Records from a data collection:

━━━━━━━━

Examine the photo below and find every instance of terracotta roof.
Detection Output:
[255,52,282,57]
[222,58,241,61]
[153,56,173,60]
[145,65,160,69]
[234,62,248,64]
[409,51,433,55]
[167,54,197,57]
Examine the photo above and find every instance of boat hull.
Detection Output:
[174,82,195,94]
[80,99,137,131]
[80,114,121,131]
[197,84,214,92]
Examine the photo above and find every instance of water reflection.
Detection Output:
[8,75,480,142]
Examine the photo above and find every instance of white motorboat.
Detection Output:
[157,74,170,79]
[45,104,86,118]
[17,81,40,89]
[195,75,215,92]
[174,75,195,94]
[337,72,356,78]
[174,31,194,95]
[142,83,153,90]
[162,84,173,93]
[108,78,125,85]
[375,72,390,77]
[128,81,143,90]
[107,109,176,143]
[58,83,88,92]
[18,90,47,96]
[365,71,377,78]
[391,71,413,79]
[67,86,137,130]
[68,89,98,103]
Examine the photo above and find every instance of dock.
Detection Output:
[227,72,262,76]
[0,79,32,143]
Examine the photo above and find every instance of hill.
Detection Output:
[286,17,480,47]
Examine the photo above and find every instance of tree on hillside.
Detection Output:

━━━━━━━━

(Exercise requirements)
Copy out every line above again, requests included, and raise each box coordinate in the answers by 109.

(Worked answer)
Examine the photo below and find every instance of terracotta roof.
Detection Output:
[364,161,391,166]
[331,167,350,170]
[262,165,282,169]
[254,174,269,178]
[343,171,357,173]
[518,160,542,164]
[276,163,306,166]
Examine the photo above and find every instance of boat hull.
Detection Output:
[283,191,304,203]
[189,208,246,240]
[189,223,230,240]
[306,193,323,201]
Examine the photo above and find every instance of water reflection.
Detection Output:
[117,184,589,251]
Examine the photo above and find every instance of white motorboat.
Detection Output:
[266,183,279,188]
[154,213,195,227]
[126,190,149,198]
[304,184,324,201]
[283,184,304,203]
[446,181,465,187]
[283,140,303,204]
[251,192,262,199]
[271,193,282,202]
[217,187,234,194]
[484,181,499,186]
[237,190,252,199]
[216,218,285,252]
[167,192,197,201]
[127,199,156,205]
[474,180,486,187]
[500,180,522,188]
[176,195,246,239]
[177,198,207,212]
Examine the photo above and find every instance of dock.
Detection Output:
[336,181,371,185]
[109,188,141,252]
Examine the photo above and find every instance of hill.
Detection Output:
[395,126,589,156]
Examine the photo above and find every instance of tree on hillside.
Detection Output:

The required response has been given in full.